Point annotations for photographs:
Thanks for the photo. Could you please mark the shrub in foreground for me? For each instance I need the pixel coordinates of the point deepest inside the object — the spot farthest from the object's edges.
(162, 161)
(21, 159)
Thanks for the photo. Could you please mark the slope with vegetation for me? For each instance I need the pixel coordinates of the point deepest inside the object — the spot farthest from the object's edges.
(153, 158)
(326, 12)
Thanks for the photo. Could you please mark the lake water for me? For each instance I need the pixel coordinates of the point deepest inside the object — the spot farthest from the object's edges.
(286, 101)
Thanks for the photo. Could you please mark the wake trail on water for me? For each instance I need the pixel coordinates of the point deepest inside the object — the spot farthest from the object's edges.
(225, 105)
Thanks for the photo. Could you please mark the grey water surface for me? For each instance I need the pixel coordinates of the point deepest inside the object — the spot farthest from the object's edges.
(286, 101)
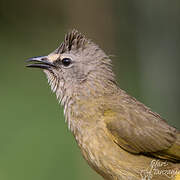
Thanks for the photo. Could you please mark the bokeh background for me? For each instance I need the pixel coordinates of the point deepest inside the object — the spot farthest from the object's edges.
(144, 39)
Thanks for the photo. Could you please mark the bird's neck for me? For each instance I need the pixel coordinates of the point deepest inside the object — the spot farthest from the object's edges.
(83, 101)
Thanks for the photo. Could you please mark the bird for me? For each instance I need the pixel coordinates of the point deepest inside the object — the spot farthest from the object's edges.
(119, 137)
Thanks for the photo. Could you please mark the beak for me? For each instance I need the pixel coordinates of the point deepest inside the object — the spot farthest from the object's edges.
(40, 62)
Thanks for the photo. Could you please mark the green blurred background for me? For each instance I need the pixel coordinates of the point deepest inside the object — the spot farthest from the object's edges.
(144, 39)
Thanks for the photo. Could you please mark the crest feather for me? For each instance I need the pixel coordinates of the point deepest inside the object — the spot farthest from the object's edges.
(73, 40)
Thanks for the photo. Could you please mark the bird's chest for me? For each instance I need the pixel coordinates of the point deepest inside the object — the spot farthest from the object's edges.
(95, 147)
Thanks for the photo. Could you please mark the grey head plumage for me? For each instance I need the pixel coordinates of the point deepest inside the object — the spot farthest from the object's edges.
(78, 67)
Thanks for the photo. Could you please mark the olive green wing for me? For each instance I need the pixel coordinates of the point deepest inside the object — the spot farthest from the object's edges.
(140, 131)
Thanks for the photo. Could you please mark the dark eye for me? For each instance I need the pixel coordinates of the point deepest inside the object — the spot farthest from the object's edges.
(66, 62)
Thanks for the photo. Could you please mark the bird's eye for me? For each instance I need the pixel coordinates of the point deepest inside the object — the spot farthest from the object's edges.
(66, 61)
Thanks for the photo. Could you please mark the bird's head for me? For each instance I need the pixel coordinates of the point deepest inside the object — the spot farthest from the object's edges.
(76, 64)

◆ **CHALLENGE**: Reproduce verbatim the lines from the one containing "Thanks for the photo. Could you please mark the dark" through the final line above, including both of those lines.

◆ **FINISHED ANSWER**:
Thanks for the photo. Could you please mark the dark eye for me? For each instance I need the pixel coordinates of the point deepest inside the object — the spot farthest from the object's edges.
(66, 62)
Thanks for the photo. Could you please mark the bird's eye for me? For each instance I need the pixel coordinates of the point deepest inside the object — the spot farthest from the object's edges.
(66, 61)
Thanks for the photo. Could you please mark the bird's head for me? For each instance I need the pixel coordinates of the point deepest inside the object — the spot farthest from the object's edges.
(76, 64)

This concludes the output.